— start of Stored records —

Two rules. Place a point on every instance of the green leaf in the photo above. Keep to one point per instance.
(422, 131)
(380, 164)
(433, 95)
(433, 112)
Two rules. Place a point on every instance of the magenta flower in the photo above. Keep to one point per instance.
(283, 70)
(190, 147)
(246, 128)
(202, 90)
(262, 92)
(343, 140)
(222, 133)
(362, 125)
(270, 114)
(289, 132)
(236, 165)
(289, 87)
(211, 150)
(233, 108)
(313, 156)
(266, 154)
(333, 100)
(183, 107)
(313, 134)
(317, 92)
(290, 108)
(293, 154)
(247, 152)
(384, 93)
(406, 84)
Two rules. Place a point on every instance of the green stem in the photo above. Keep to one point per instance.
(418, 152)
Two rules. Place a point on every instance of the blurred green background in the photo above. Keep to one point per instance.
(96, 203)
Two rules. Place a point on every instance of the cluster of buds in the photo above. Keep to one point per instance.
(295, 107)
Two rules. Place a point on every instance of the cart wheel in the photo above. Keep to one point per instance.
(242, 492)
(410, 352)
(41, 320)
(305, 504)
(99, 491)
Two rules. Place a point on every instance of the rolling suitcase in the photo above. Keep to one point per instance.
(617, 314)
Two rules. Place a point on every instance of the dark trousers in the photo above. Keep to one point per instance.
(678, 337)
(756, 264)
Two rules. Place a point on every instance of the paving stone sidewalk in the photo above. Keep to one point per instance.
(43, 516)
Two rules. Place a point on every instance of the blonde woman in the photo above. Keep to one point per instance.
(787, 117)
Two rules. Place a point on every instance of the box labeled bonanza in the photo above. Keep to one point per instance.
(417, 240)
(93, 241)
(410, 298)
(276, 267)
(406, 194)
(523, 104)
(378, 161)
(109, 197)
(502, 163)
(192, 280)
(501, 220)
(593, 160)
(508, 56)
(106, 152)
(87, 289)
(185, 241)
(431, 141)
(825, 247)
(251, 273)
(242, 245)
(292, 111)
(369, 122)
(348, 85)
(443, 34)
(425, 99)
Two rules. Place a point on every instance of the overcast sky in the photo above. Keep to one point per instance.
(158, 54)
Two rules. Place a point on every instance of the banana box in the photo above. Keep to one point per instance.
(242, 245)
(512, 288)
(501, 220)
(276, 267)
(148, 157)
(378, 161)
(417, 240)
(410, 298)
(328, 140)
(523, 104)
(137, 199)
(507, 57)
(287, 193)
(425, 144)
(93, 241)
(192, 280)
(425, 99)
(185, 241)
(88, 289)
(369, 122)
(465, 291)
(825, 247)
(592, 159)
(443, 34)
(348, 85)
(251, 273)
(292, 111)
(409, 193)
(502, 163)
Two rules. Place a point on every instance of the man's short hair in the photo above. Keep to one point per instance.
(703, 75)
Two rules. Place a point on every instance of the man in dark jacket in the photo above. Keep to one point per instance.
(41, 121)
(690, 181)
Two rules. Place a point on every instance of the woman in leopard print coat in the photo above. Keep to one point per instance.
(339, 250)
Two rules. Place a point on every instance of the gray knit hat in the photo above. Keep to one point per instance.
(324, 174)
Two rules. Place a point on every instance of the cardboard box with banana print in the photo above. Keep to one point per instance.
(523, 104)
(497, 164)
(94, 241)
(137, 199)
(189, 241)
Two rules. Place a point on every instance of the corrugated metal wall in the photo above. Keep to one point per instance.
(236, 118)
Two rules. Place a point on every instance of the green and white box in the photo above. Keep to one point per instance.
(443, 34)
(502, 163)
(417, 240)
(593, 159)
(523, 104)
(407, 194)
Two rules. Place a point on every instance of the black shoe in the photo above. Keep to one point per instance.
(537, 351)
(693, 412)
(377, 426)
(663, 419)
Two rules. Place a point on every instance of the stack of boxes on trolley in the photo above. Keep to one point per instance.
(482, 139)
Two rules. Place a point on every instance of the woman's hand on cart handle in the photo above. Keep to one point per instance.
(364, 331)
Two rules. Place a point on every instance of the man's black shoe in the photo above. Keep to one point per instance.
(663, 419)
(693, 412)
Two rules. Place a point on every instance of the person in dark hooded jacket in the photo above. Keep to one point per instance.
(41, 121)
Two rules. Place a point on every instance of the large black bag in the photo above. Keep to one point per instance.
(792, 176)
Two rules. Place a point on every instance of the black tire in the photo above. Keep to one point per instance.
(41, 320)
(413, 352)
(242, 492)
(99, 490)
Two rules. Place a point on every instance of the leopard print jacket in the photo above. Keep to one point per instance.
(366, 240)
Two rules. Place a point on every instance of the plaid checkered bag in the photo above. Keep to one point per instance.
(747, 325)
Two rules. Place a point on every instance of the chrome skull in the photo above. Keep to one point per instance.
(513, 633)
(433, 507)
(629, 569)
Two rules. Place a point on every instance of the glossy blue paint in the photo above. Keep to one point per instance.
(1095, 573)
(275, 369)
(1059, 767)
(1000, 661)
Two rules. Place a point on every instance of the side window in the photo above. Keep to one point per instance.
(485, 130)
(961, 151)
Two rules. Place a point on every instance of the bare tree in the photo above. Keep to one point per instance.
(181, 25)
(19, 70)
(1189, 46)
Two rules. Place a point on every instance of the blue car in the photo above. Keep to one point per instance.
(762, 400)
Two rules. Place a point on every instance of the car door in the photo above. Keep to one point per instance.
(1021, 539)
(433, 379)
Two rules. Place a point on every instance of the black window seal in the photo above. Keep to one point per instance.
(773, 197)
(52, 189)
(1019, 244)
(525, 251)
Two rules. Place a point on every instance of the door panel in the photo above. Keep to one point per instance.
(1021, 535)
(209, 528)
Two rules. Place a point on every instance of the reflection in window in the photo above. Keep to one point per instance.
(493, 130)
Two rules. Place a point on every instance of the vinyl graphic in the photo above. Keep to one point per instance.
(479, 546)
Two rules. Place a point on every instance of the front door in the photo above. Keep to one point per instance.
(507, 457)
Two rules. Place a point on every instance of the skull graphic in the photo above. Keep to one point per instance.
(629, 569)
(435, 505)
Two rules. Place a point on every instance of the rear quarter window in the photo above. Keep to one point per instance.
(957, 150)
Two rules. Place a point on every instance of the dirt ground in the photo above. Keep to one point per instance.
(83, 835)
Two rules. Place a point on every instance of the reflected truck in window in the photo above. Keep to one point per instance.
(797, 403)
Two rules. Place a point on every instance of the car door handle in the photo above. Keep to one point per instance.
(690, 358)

— end of Stored records —

Can you arrange the listing lines as a JSON list of strings, one string per line and blank lines left out, beginning at the line that has "Two rules. Place a point on every instance of the chrome" and stopping after the line that has "(1000, 661)"?

[
  "Two rules. Place a point on every instance of the chrome skull in the photo above. Keep to one point per instance.",
  "(513, 633)",
  "(433, 507)",
  "(629, 569)",
  "Two rules. Place a point on every instance of the glossy blue paint in the photo above. Keep to one point per instance.",
  "(1095, 573)",
  "(275, 369)",
  "(1059, 767)",
  "(1000, 661)"
]